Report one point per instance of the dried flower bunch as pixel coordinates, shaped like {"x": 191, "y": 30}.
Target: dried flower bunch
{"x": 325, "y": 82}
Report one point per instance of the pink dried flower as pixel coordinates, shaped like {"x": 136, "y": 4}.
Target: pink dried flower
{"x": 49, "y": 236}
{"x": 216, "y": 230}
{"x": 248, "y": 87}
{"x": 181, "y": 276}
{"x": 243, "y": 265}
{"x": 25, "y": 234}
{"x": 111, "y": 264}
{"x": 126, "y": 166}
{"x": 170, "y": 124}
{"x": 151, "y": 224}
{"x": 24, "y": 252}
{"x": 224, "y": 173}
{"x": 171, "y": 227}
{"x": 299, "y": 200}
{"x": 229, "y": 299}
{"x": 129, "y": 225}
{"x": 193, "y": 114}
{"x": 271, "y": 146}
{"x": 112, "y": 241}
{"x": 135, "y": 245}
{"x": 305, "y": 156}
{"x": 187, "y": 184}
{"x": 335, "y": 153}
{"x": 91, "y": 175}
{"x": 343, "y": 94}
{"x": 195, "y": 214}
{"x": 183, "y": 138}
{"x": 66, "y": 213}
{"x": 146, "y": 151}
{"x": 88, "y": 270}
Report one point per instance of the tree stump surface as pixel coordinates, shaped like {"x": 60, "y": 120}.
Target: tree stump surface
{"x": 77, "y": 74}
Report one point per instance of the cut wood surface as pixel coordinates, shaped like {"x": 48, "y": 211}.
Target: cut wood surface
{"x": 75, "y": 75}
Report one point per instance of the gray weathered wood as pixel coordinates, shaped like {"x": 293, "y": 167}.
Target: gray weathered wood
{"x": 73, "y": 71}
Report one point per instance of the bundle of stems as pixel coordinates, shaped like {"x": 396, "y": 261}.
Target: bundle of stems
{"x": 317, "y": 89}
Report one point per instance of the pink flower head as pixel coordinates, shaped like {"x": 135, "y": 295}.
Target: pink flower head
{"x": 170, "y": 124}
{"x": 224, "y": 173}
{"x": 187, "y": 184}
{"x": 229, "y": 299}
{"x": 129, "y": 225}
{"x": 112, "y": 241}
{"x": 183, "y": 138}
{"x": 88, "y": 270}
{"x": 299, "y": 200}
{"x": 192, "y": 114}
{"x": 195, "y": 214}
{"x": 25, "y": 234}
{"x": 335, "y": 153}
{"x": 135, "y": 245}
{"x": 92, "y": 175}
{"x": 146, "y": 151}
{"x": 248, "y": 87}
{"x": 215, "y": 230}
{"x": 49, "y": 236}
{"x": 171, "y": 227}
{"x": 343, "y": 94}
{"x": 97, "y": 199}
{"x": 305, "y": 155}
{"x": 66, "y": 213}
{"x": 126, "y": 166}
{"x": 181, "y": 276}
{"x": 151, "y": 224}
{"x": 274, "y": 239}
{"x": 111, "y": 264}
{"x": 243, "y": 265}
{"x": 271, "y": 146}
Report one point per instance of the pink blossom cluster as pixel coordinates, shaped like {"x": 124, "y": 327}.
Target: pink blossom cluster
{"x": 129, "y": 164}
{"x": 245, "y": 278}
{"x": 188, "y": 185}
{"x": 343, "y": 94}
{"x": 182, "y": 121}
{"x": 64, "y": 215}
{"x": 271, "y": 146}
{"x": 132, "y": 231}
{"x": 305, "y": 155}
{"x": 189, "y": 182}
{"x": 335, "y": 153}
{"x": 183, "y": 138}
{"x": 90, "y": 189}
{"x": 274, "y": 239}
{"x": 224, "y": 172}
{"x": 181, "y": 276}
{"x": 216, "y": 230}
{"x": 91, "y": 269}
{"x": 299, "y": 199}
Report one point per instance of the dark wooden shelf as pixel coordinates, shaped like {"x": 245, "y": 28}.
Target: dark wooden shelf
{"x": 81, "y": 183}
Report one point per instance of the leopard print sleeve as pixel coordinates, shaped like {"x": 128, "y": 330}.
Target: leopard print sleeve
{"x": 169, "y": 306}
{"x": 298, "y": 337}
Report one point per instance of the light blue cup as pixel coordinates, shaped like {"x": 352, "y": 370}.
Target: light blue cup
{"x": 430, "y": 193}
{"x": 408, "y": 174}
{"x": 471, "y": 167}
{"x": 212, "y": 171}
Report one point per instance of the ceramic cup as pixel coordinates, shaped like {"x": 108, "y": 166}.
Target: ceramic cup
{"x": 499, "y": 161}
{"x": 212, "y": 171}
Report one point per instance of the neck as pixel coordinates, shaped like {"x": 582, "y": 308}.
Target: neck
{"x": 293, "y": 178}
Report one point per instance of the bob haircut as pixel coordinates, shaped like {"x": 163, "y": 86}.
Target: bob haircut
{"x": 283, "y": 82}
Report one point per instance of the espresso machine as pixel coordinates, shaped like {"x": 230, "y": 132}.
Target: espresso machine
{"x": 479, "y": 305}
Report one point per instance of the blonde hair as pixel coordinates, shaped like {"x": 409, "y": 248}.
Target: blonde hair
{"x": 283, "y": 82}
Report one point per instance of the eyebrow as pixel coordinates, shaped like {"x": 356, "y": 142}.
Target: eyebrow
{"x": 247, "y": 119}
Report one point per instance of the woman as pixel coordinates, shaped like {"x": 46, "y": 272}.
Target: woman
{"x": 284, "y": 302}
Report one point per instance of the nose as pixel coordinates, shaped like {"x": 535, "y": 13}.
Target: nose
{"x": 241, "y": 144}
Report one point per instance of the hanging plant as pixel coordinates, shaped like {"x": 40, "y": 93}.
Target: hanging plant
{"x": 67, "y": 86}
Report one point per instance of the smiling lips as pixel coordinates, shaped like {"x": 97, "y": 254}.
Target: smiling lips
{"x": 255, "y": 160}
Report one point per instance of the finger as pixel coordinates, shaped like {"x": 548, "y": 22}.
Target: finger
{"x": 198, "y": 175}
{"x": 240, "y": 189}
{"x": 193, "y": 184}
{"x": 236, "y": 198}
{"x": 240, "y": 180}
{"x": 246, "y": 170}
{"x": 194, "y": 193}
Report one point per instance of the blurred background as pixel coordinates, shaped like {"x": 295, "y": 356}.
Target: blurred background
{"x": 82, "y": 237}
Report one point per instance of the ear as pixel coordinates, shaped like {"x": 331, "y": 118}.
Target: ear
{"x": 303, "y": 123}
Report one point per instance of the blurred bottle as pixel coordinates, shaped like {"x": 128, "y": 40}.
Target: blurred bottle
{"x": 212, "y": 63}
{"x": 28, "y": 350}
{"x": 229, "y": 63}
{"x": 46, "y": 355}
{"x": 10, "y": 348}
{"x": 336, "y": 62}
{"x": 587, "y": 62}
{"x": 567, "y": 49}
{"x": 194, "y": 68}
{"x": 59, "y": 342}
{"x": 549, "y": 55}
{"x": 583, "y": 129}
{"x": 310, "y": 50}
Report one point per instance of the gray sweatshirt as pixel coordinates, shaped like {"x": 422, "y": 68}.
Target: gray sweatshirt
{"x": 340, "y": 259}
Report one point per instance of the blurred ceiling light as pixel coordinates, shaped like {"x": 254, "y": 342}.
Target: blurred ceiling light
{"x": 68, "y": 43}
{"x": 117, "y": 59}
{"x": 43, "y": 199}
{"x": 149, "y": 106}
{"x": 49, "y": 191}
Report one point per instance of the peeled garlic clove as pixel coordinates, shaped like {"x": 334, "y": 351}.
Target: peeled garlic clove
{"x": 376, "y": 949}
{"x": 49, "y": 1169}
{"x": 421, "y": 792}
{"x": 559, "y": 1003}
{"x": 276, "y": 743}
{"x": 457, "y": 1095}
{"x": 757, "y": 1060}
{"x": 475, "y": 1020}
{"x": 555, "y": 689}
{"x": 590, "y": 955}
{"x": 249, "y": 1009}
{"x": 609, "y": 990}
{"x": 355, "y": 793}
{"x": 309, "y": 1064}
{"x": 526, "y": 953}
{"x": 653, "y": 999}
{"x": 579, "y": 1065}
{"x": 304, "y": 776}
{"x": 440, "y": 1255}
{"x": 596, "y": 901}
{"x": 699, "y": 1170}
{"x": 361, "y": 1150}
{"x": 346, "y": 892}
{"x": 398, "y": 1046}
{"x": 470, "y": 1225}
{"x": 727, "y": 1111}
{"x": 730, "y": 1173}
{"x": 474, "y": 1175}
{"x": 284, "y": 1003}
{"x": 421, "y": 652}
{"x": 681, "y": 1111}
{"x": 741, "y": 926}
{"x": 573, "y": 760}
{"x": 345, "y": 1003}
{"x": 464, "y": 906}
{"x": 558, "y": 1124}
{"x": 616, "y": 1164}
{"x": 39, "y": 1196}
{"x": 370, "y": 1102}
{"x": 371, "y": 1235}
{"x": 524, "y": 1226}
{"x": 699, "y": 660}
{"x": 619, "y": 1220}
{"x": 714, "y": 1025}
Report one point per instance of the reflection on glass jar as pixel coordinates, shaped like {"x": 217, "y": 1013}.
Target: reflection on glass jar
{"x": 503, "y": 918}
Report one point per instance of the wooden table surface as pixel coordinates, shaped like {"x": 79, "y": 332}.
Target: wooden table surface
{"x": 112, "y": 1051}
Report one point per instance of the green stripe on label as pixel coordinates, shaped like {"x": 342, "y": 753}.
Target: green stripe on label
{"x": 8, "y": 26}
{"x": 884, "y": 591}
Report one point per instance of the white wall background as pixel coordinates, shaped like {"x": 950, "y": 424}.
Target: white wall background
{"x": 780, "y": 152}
▬▬▬
## Set exercise
Reproduce the lines from the one containing "Report one point per instance of the reflection" through the end, replacing "glass jar" with "glass bottle" and leaving everything else unchanged.

## Result below
Report one point per instance of the reflection on glass bottle as pixel coordinates, shaped like {"x": 217, "y": 1013}.
Target: reflection on glass bottle
{"x": 503, "y": 918}
Report one point per instance of the wooden table surface as pixel coordinates, shaped like {"x": 79, "y": 332}.
Target: wooden table surface
{"x": 112, "y": 1051}
Report one point per instance of the green stripe on label as pixel coordinates, shaped like {"x": 342, "y": 753}.
Target: green stripe on label
{"x": 8, "y": 26}
{"x": 884, "y": 591}
Report one point per instance of the white wall background as pixel coordinates, shaped like {"x": 950, "y": 424}.
Target: white wall background
{"x": 780, "y": 152}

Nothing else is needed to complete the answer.